- SUPPLIED RECORDS:
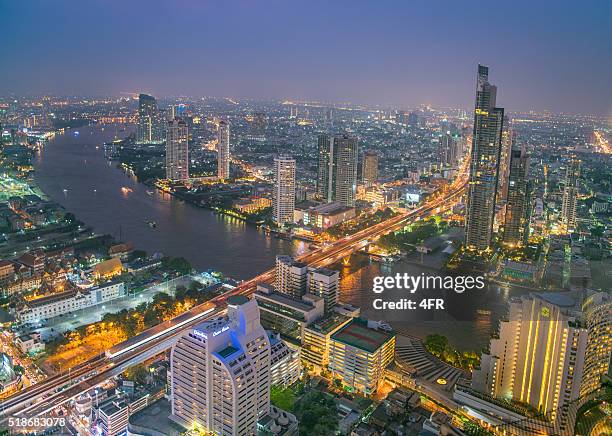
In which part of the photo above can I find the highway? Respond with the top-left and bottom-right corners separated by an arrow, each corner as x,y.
0,154 -> 469,424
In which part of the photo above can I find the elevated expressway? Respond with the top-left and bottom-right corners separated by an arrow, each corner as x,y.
0,159 -> 468,424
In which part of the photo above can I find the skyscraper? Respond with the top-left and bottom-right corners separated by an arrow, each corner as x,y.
217,120 -> 230,180
317,134 -> 336,203
438,132 -> 458,168
362,151 -> 378,186
472,293 -> 587,427
561,158 -> 580,231
580,292 -> 612,396
166,118 -> 189,180
465,65 -> 504,251
333,134 -> 358,207
136,94 -> 163,144
503,148 -> 530,246
170,296 -> 270,436
308,268 -> 340,313
272,156 -> 295,226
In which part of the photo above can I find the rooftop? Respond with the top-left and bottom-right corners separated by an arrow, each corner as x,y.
332,318 -> 395,353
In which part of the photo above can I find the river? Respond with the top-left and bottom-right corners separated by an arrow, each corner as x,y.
35,127 -> 527,350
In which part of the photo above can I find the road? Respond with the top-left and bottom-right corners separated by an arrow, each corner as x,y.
0,159 -> 468,423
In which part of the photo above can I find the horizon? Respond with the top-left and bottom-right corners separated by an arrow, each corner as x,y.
0,0 -> 612,116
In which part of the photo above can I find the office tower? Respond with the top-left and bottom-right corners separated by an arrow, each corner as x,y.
41,96 -> 52,127
503,148 -> 530,247
317,134 -> 336,203
329,318 -> 395,395
438,132 -> 457,168
497,116 -> 516,205
561,158 -> 580,231
333,135 -> 358,207
408,112 -> 419,127
170,296 -> 270,436
275,255 -> 308,298
166,118 -> 189,180
362,151 -> 378,186
580,292 -> 612,396
217,120 -> 230,181
268,332 -> 302,387
136,94 -> 163,144
465,65 -> 504,251
250,112 -> 268,141
308,268 -> 340,313
472,293 -> 587,427
272,156 -> 295,226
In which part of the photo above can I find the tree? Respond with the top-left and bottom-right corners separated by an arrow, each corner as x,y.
294,390 -> 338,436
270,385 -> 295,412
425,334 -> 448,357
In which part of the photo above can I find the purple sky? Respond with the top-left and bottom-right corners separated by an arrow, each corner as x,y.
0,0 -> 612,115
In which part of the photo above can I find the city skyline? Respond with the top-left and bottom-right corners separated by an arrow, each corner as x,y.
0,2 -> 612,115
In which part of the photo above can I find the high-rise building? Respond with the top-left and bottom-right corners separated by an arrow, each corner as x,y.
465,65 -> 504,251
274,255 -> 308,298
329,318 -> 395,395
170,296 -> 270,436
561,159 -> 580,231
438,132 -> 458,168
136,94 -> 163,144
272,156 -> 295,226
472,293 -> 587,428
317,134 -> 336,203
217,120 -> 230,180
503,148 -> 530,247
497,116 -> 516,204
333,135 -> 358,207
362,151 -> 378,186
166,118 -> 189,180
580,292 -> 612,396
308,268 -> 340,313
250,112 -> 268,141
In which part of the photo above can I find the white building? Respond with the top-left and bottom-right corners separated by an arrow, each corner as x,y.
272,156 -> 295,226
274,255 -> 308,298
166,118 -> 189,180
268,332 -> 302,386
308,268 -> 340,313
217,120 -> 230,180
170,296 -> 270,436
17,282 -> 125,323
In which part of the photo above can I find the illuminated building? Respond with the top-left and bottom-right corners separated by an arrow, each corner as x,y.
334,135 -> 358,207
254,284 -> 324,344
170,296 -> 270,436
465,65 -> 504,251
301,313 -> 352,373
275,255 -> 308,298
166,118 -> 189,180
136,94 -> 163,144
317,135 -> 358,207
472,293 -> 587,428
268,332 -> 302,386
580,292 -> 612,396
561,159 -> 580,231
308,268 -> 340,313
497,116 -> 515,204
329,318 -> 395,395
272,156 -> 295,226
317,135 -> 335,203
503,148 -> 531,246
217,120 -> 230,180
0,352 -> 23,398
362,151 -> 378,186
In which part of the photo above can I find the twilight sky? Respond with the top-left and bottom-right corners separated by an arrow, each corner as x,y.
0,0 -> 612,116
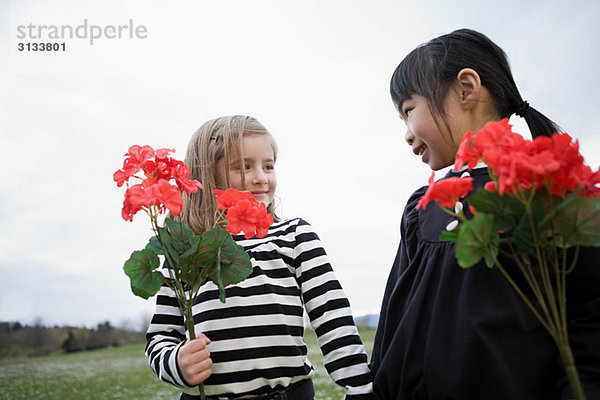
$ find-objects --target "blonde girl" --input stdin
[146,115,372,400]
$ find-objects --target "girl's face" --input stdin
[399,91,465,171]
[216,135,277,206]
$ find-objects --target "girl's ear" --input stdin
[456,68,481,109]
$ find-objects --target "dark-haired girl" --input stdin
[371,29,600,400]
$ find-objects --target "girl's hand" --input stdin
[177,333,212,386]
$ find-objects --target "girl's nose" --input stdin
[404,128,415,146]
[252,169,267,183]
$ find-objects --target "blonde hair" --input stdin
[180,115,279,234]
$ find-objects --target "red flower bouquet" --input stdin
[113,145,273,398]
[419,119,600,399]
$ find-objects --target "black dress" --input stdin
[371,168,600,400]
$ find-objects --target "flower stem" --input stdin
[180,304,206,400]
[558,343,585,400]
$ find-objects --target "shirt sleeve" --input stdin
[559,247,600,399]
[146,285,194,390]
[294,220,374,400]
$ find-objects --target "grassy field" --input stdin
[0,330,374,400]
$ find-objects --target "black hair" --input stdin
[390,29,561,137]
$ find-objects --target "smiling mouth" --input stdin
[413,145,427,156]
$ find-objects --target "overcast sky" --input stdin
[0,0,600,326]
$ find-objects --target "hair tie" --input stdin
[515,101,529,117]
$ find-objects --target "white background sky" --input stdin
[0,0,600,327]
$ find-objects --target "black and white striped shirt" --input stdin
[146,218,372,399]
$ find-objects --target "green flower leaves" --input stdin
[123,249,163,299]
[440,188,600,268]
[123,218,252,302]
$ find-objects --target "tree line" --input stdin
[0,321,145,358]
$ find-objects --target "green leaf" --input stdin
[469,187,525,232]
[512,214,535,253]
[552,196,600,247]
[201,228,252,286]
[456,212,500,268]
[165,218,200,254]
[123,249,163,299]
[178,228,252,302]
[145,236,165,255]
[440,229,458,242]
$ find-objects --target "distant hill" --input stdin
[354,314,379,329]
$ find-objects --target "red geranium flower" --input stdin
[113,145,202,221]
[226,198,273,239]
[213,188,256,210]
[417,172,473,209]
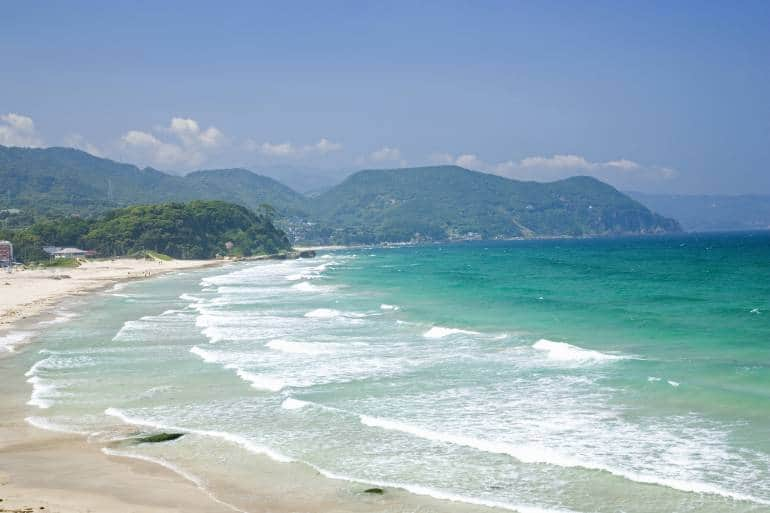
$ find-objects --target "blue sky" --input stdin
[0,1,770,194]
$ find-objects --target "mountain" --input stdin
[238,164,352,196]
[627,192,770,232]
[0,146,680,243]
[0,146,305,215]
[311,166,680,242]
[0,201,291,262]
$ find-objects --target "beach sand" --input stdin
[0,259,232,513]
[0,258,222,330]
[0,259,492,513]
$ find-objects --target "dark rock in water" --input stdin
[135,433,184,444]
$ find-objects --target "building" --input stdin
[43,246,89,258]
[0,240,13,269]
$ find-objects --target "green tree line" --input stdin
[0,201,291,262]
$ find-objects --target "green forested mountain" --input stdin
[0,146,304,215]
[0,146,680,243]
[626,192,770,232]
[0,201,291,261]
[313,166,679,242]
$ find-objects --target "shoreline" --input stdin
[0,258,499,513]
[0,258,225,342]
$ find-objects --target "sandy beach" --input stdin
[0,260,498,513]
[0,258,222,336]
[0,259,232,513]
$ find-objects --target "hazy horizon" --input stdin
[0,2,770,194]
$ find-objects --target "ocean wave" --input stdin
[265,339,342,354]
[38,311,78,326]
[27,376,62,410]
[359,415,770,504]
[305,308,342,319]
[190,346,286,392]
[305,462,577,513]
[179,292,204,303]
[359,415,578,467]
[281,397,312,410]
[305,308,366,319]
[104,408,295,463]
[24,417,91,436]
[291,281,323,292]
[532,338,625,363]
[422,326,481,338]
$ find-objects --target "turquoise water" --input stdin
[16,234,770,513]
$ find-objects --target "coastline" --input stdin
[0,256,498,513]
[0,258,228,338]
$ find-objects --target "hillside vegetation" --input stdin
[0,146,680,243]
[0,201,291,261]
[0,146,304,216]
[313,166,679,242]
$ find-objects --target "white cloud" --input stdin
[120,130,190,166]
[0,112,43,148]
[430,153,677,187]
[166,118,220,148]
[64,134,104,157]
[455,153,486,169]
[120,117,226,168]
[311,137,342,155]
[257,142,299,157]
[248,137,342,157]
[369,146,401,162]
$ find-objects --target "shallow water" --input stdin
[20,234,770,513]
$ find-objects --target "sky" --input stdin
[0,0,770,194]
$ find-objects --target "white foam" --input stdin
[532,338,623,363]
[104,408,295,463]
[422,326,480,338]
[27,376,60,410]
[190,346,286,392]
[0,331,36,353]
[24,417,91,436]
[291,281,321,292]
[38,312,78,326]
[359,415,770,504]
[265,339,340,354]
[236,365,286,392]
[281,397,311,410]
[359,415,578,467]
[305,308,342,319]
[308,463,576,513]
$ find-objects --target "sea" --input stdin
[14,232,770,513]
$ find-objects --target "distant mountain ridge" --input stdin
[312,166,680,242]
[0,146,681,243]
[0,146,304,215]
[626,192,770,232]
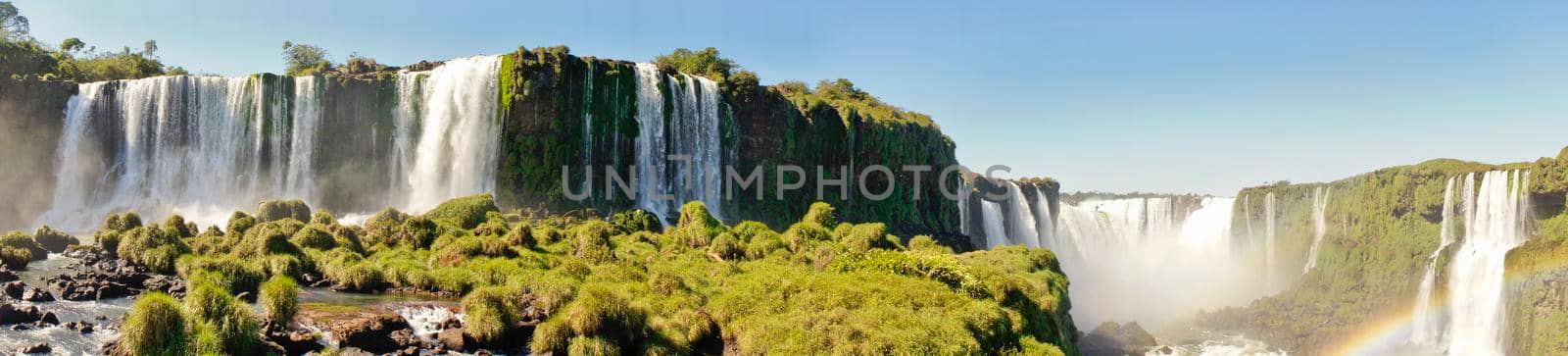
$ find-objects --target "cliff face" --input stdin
[0,47,958,240]
[0,78,76,229]
[1200,151,1568,354]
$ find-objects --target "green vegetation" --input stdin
[99,196,1076,354]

- WORK REQUIRED: Please rewrite the listing, starting at the line that contains "find the office" and ending at the line that contains "17,282 -> 125,323", with "Respond" replaced by "Reply" and everything else left unchanged. Give only those lines.

- RESPONSE:
In which part of the photo above can I find the office tower? Reply with the top-left and bottom-right corners separated by an arrow, each corner as x,y.
41,96 -> 52,127
503,148 -> 530,247
317,134 -> 336,203
329,318 -> 395,395
438,132 -> 457,168
497,116 -> 516,205
561,158 -> 580,231
333,135 -> 358,207
408,112 -> 419,127
170,296 -> 270,436
275,255 -> 308,298
166,118 -> 189,180
362,151 -> 378,186
580,292 -> 612,396
217,120 -> 230,181
268,332 -> 302,387
136,94 -> 163,144
465,65 -> 504,251
250,112 -> 268,141
308,268 -> 340,313
472,293 -> 587,427
272,156 -> 295,226
In which part of the photo above can I find the tree? Reply with the top-left and bottom-right corners separated by an arrow, each corner as x,y.
294,390 -> 338,436
270,385 -> 295,412
425,334 -> 448,357
In which part of the photo above can I find the purple sky? Reply with the top-left and bottom-right corners separated by an arrow, each corner as x,y.
0,0 -> 612,115
In which part of the photo above can I find the city skyline? Reply with the top-left and bottom-right corners separated by an arrow, each corner as x,y.
0,2 -> 612,115
In which part of the photo above can I find the high-rise building? Reply with the top-left and bottom-right corners separated by an arrow, each corner as x,y.
465,65 -> 504,251
274,255 -> 308,298
329,318 -> 395,395
170,296 -> 270,436
561,159 -> 580,231
438,132 -> 458,168
136,94 -> 163,144
272,156 -> 295,226
472,293 -> 587,428
317,134 -> 336,203
217,120 -> 230,180
503,148 -> 530,247
497,116 -> 516,204
333,135 -> 358,207
362,151 -> 378,186
166,118 -> 189,180
580,292 -> 612,396
308,268 -> 340,313
250,112 -> 268,141
In which part of the photo above can I find the white building? Reply with the top-left and bottom-right corners separated by an arrow, each corner as x,y.
272,156 -> 295,226
274,255 -> 308,298
166,118 -> 189,180
268,332 -> 302,386
308,268 -> 340,313
217,120 -> 230,180
170,296 -> 270,436
17,282 -> 125,323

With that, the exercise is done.